Using the records below, find every line that includes "small" and copy it.
Provided records section start
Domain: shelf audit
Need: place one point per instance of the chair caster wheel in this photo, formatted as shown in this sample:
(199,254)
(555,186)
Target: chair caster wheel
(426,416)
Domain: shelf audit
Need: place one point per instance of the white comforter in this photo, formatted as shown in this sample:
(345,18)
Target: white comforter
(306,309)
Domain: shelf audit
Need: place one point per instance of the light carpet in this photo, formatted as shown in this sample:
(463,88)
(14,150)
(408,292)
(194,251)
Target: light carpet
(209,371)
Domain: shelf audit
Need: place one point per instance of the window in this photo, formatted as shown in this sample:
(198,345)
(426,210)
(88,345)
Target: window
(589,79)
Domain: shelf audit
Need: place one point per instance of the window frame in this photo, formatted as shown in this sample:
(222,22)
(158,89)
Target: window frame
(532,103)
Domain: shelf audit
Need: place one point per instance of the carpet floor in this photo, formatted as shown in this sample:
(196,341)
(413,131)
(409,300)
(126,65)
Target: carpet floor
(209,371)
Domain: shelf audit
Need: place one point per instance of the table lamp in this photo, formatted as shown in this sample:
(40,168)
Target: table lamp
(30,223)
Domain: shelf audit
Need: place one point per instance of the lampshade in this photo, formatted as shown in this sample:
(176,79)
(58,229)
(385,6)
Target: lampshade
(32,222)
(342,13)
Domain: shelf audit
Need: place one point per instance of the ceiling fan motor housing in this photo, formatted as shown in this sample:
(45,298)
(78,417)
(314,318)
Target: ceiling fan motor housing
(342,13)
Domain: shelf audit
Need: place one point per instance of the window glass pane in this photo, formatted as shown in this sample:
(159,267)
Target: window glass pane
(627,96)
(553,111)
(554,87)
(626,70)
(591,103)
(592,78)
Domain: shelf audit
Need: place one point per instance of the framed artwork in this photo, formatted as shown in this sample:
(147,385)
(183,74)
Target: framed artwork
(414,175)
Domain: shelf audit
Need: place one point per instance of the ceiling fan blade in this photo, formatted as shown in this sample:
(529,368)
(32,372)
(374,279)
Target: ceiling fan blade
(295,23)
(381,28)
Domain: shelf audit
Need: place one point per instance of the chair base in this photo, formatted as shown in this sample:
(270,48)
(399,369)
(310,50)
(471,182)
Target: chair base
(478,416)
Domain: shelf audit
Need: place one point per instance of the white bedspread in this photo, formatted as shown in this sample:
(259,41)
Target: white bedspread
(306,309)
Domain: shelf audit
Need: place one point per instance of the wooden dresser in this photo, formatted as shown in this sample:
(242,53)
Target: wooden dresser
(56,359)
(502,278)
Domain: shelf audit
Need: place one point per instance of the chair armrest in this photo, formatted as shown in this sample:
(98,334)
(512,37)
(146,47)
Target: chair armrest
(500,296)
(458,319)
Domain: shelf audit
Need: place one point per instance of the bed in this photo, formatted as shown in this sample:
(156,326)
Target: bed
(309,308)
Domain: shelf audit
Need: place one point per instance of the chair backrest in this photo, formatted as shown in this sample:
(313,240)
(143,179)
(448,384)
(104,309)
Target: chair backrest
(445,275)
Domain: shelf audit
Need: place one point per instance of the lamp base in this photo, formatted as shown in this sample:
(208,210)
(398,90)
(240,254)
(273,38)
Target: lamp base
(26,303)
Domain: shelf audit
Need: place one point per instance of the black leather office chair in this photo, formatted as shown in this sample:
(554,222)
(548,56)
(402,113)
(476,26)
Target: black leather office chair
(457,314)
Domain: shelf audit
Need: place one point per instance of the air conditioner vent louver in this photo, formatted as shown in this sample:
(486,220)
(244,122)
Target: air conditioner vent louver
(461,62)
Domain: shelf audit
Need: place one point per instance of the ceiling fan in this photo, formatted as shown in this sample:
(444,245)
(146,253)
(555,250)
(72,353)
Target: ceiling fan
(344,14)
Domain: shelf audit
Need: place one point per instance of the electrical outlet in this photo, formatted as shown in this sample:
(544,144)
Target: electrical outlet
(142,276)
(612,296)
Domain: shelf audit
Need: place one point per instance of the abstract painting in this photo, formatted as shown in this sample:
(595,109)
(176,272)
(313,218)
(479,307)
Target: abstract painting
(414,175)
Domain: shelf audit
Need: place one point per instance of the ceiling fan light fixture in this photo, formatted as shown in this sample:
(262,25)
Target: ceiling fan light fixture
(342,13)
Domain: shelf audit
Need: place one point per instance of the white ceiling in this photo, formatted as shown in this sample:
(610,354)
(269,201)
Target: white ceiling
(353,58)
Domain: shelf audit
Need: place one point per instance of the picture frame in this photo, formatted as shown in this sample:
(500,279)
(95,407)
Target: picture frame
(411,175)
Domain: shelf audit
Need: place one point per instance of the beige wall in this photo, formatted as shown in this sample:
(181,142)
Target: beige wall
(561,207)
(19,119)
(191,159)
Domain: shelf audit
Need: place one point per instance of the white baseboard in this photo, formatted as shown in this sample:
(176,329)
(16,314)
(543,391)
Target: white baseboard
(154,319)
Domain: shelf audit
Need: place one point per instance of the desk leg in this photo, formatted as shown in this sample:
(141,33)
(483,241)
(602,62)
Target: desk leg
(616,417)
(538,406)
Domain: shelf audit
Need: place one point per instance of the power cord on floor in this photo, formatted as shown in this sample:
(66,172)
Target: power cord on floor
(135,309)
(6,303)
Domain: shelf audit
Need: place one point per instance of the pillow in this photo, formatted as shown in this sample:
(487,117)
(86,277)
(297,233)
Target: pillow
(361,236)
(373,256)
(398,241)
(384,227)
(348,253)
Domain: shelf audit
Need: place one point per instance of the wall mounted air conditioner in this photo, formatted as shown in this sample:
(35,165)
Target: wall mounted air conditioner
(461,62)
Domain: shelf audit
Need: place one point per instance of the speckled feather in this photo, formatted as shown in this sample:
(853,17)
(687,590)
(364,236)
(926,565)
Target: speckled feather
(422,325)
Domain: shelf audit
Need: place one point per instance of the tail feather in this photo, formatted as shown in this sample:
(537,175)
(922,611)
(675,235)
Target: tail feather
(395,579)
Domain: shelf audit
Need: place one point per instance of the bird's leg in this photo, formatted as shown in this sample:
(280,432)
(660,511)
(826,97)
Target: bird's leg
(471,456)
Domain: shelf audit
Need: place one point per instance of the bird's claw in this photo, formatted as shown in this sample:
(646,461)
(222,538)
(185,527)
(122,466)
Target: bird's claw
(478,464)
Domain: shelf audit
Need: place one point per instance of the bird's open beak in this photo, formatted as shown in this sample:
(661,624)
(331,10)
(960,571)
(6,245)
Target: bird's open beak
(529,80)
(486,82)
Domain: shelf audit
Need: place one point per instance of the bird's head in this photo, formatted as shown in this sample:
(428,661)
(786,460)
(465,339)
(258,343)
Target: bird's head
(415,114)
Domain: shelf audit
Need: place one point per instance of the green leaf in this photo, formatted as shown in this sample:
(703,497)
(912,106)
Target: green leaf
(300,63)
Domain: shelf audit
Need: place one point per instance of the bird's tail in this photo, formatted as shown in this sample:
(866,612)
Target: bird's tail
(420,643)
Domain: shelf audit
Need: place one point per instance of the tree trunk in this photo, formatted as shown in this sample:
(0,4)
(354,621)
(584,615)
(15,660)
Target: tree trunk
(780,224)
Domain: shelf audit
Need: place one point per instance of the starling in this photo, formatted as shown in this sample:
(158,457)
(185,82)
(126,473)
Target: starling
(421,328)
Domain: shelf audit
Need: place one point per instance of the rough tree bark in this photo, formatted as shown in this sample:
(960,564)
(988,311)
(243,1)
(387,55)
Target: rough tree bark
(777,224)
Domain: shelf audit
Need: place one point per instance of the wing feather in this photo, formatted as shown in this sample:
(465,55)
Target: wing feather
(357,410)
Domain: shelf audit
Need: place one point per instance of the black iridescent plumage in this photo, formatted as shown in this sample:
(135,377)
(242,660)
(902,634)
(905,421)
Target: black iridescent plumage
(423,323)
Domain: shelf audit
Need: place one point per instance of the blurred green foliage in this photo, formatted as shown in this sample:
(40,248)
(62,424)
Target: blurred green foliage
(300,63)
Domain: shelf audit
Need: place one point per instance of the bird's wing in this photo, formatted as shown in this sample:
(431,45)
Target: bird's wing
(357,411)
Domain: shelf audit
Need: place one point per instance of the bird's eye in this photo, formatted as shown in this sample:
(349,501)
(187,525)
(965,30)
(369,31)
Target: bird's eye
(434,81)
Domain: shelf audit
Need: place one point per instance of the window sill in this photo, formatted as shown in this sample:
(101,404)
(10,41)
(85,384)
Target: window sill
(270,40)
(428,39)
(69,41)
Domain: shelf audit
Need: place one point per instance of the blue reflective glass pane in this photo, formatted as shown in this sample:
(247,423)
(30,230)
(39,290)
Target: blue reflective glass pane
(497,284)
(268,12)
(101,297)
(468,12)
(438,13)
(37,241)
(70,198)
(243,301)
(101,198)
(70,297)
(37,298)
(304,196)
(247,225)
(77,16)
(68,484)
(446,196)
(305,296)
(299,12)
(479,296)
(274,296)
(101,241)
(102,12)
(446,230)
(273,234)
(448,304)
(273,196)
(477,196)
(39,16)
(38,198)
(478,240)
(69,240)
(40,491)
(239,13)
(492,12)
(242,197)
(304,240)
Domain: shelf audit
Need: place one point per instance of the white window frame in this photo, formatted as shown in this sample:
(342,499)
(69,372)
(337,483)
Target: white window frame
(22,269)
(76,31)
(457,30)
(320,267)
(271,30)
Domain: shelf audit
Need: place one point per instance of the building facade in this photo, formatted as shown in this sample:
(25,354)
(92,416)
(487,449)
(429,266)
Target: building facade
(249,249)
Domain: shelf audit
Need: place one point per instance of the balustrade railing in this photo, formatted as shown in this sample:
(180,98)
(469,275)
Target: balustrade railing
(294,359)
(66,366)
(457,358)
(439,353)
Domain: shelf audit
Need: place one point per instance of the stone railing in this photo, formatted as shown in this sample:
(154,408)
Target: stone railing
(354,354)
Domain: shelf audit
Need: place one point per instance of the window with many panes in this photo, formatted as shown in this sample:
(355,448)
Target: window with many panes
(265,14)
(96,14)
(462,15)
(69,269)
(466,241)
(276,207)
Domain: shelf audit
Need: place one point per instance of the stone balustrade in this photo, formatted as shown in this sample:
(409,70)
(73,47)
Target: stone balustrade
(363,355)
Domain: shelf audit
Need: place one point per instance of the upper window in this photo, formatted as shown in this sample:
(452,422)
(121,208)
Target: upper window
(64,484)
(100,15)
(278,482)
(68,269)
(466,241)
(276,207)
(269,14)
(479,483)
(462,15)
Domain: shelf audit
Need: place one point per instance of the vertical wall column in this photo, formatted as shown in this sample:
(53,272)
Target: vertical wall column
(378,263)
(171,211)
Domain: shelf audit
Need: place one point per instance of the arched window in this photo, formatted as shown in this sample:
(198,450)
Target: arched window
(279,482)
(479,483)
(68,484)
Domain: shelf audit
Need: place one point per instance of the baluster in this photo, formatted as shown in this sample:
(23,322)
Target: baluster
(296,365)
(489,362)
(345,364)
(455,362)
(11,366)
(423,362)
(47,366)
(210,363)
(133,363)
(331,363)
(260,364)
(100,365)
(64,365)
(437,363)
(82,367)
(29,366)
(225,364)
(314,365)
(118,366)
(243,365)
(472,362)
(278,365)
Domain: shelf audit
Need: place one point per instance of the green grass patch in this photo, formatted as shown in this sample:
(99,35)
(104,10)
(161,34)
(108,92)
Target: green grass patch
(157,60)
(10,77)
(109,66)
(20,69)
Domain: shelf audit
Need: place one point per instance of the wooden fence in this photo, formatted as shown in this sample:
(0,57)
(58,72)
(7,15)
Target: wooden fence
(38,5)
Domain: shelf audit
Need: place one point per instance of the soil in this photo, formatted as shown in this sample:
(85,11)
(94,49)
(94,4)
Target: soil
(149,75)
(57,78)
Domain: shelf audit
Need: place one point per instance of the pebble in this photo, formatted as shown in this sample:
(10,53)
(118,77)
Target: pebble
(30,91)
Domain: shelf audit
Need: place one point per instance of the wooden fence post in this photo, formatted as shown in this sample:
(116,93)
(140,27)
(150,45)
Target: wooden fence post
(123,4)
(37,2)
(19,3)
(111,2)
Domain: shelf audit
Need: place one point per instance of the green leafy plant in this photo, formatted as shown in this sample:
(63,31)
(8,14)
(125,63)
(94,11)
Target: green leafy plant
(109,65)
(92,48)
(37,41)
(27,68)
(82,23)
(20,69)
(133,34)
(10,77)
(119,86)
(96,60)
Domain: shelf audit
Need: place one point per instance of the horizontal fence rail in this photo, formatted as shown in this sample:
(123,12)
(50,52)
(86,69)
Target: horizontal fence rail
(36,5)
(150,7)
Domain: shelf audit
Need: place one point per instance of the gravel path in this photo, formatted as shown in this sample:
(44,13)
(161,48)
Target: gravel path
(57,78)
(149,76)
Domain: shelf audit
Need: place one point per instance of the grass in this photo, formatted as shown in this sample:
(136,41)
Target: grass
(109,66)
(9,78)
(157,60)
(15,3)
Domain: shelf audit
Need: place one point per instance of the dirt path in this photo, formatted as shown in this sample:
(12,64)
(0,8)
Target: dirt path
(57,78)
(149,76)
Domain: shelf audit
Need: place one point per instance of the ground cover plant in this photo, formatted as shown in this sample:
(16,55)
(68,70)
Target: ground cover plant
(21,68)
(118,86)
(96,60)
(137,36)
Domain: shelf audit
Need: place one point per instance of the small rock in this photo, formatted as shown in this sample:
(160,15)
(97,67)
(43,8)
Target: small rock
Provided records section end
[Exercise response]:
Need: place one point per instance of the small rock in this photo, formatted as shown in this sample:
Target: small rock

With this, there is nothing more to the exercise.